## BEGIN Task material

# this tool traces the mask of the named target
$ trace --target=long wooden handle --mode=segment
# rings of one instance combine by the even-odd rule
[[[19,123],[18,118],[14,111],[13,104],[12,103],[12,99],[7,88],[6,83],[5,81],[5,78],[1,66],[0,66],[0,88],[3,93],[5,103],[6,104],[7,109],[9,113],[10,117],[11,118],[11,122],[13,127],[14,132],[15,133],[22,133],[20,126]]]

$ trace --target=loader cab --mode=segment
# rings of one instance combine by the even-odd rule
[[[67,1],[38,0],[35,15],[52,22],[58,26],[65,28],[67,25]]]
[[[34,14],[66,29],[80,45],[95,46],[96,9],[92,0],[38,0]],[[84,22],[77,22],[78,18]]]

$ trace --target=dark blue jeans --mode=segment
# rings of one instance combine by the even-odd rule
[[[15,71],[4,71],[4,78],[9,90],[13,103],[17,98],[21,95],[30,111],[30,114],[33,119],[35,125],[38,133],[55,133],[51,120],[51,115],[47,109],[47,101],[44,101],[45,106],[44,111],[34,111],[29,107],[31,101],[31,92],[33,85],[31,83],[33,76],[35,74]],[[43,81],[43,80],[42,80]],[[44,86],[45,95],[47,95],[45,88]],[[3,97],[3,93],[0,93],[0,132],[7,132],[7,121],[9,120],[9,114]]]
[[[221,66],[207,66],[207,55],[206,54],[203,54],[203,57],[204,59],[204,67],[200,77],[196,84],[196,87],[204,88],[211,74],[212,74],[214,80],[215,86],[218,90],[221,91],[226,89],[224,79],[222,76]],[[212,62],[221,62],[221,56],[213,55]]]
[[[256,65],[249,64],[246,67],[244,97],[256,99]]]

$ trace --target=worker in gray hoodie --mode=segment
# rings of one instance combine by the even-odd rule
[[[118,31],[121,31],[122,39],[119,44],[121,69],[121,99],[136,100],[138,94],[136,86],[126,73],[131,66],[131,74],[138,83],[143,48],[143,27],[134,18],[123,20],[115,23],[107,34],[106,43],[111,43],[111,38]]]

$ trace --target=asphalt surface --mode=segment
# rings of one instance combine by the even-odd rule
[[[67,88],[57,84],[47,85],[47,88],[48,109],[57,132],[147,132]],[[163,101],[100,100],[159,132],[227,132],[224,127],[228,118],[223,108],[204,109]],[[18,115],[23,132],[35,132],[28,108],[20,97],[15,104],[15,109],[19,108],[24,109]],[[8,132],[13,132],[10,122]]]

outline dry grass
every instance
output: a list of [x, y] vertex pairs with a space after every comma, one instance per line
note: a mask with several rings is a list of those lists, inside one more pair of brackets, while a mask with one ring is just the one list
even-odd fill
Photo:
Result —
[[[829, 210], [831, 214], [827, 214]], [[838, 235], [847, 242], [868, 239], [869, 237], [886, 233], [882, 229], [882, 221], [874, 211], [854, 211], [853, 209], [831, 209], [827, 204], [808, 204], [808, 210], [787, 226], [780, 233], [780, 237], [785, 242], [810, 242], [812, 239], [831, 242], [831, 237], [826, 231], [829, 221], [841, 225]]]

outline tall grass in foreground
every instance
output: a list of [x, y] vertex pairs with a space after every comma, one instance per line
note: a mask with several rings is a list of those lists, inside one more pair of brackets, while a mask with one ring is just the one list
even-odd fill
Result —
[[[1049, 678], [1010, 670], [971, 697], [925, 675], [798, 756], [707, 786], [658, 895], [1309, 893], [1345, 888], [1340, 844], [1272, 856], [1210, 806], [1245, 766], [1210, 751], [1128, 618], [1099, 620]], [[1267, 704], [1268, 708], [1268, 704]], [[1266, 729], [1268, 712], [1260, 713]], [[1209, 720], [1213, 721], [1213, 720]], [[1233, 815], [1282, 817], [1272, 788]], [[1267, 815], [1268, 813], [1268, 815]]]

## END Task material
## BEGIN Task material

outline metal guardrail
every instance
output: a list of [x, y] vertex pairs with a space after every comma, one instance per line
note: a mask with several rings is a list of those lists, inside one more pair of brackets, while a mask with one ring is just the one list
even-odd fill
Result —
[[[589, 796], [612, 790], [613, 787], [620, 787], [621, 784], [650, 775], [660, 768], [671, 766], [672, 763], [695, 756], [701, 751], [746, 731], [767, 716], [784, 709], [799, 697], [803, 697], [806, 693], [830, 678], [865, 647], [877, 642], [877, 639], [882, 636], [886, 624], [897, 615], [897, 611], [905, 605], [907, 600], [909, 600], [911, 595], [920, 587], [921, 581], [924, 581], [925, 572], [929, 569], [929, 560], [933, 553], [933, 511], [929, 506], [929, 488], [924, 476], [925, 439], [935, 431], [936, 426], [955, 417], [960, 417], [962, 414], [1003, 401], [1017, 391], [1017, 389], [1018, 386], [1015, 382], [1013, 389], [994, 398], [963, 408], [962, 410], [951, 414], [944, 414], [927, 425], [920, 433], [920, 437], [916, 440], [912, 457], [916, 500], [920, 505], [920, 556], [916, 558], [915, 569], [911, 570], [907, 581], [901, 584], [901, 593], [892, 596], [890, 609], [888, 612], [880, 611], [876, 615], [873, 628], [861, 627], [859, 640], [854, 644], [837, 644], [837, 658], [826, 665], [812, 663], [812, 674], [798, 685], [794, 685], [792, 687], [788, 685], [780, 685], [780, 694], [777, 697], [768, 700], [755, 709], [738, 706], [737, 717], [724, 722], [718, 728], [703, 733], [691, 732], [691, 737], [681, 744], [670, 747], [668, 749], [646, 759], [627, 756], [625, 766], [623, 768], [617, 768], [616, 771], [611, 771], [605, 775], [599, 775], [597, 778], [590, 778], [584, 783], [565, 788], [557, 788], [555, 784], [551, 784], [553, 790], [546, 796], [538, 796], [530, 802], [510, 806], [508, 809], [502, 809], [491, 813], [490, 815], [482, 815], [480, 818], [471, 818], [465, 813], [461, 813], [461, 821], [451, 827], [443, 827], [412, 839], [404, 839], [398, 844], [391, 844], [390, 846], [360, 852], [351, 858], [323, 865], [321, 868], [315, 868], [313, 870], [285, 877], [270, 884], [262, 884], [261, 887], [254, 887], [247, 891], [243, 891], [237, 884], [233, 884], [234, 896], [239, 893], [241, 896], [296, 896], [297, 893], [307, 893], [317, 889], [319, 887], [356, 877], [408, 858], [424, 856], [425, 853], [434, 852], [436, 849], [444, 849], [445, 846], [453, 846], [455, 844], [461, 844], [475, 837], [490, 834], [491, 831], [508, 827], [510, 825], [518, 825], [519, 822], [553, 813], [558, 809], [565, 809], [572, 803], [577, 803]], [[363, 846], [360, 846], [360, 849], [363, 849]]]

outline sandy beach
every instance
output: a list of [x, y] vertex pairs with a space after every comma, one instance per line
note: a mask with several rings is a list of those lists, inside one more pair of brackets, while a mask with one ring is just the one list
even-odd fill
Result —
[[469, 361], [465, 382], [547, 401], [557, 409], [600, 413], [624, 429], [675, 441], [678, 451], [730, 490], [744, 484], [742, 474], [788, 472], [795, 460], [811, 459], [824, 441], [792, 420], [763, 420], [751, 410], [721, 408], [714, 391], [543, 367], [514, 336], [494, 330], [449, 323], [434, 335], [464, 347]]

## END Task material

● Task requirements
Format the records as a Markdown table with the columns Row and Line, starting at the line containing "outline sandy beach" and ending at the line containing "335], [464, 347]]". Number each line, and leave out any blank lines.

● Correct answer
| Row | Line |
|---|---|
| 1 | outline sandy beach |
| 2 | every instance |
| 3 | output: a list of [x, y] vertex pairs with a space after every comma, one instance per line |
| 4 | note: a mask with several rings is a list of those lists, inside one more pair of brackets, while a mask with one ring is just the one list |
| 5 | even-odd fill |
| 6 | Result — |
| 7 | [[469, 361], [465, 382], [547, 401], [557, 409], [600, 413], [624, 429], [675, 441], [678, 451], [730, 490], [744, 484], [742, 474], [788, 472], [795, 460], [811, 459], [824, 441], [792, 420], [763, 420], [751, 410], [721, 408], [714, 391], [543, 367], [514, 336], [494, 330], [449, 323], [434, 335], [464, 347]] |